(Box-labeled dataset extracts)
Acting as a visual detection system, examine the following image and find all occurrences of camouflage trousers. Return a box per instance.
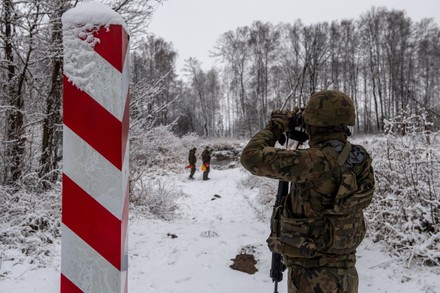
[287,266,359,293]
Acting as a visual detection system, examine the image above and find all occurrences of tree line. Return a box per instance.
[0,0,440,188]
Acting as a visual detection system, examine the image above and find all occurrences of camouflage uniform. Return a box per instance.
[188,148,197,179]
[202,147,211,180]
[241,91,374,293]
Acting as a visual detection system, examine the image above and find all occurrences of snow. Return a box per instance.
[61,1,128,32]
[0,165,440,293]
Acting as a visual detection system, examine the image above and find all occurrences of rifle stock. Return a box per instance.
[270,181,289,293]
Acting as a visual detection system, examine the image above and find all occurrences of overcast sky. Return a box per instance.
[149,0,440,73]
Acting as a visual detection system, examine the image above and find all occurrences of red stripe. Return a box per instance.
[62,174,122,270]
[63,76,123,170]
[60,274,83,293]
[93,24,129,72]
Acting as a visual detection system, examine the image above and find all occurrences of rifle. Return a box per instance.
[270,180,289,293]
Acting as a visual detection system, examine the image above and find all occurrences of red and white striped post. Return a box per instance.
[60,2,129,293]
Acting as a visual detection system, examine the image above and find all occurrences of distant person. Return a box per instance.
[202,146,211,180]
[188,148,197,179]
[241,90,374,293]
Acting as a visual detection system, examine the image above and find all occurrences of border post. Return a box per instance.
[60,2,129,293]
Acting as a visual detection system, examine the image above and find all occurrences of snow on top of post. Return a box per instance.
[61,1,128,96]
[62,1,128,32]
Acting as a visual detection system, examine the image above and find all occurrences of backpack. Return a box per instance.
[267,142,374,258]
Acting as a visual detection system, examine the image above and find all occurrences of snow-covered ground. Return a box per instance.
[0,168,440,293]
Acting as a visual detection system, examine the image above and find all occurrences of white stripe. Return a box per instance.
[63,125,129,220]
[63,30,129,121]
[61,224,127,293]
[121,45,130,105]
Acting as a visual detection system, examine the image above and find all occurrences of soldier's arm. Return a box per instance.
[240,124,326,183]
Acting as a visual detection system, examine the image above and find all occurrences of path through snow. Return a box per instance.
[0,168,440,293]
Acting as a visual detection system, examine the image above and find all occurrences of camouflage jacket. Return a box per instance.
[241,123,374,267]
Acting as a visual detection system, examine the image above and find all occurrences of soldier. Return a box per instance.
[202,146,211,180]
[241,90,374,293]
[188,148,197,179]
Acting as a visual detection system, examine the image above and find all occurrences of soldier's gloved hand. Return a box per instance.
[270,110,290,132]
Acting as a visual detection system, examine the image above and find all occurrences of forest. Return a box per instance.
[0,0,440,190]
[0,0,440,280]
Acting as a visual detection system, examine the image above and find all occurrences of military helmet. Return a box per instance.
[302,90,356,126]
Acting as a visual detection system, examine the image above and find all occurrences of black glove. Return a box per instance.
[270,110,290,132]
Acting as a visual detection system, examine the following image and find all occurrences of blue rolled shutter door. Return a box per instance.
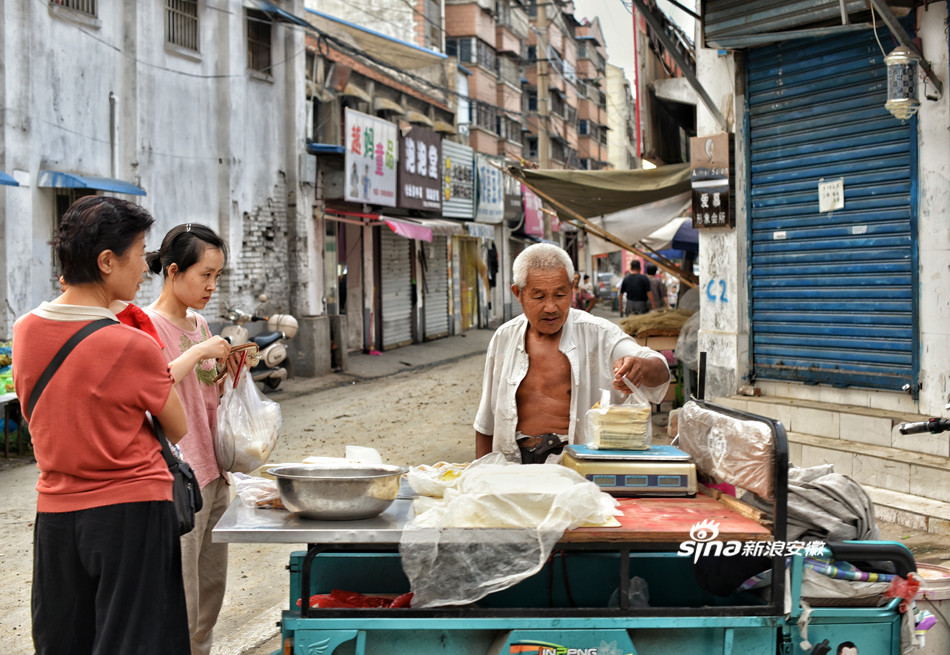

# Goal
Count the lines in the items above that contain the word "following", and give only the number.

# Answer to the exercise
2